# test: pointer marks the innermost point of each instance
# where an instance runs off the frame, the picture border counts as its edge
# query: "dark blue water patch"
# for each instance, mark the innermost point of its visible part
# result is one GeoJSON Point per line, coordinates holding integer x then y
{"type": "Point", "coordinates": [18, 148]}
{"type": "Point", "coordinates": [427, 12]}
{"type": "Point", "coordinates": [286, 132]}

────────

- **TASK INSTRUCTIONS**: Every record shown above must be echoed exactly.

- **EXPECTED ANSWER**:
# test: pointer marks the innermost point of each instance
# where an instance runs off the frame, the picture border counts as its edge
# query: "dark blue water patch"
# for each instance, mark the innermost point of its visible part
# result is one GeoJSON Point per line, coordinates holding integer x then y
{"type": "Point", "coordinates": [18, 148]}
{"type": "Point", "coordinates": [427, 12]}
{"type": "Point", "coordinates": [286, 132]}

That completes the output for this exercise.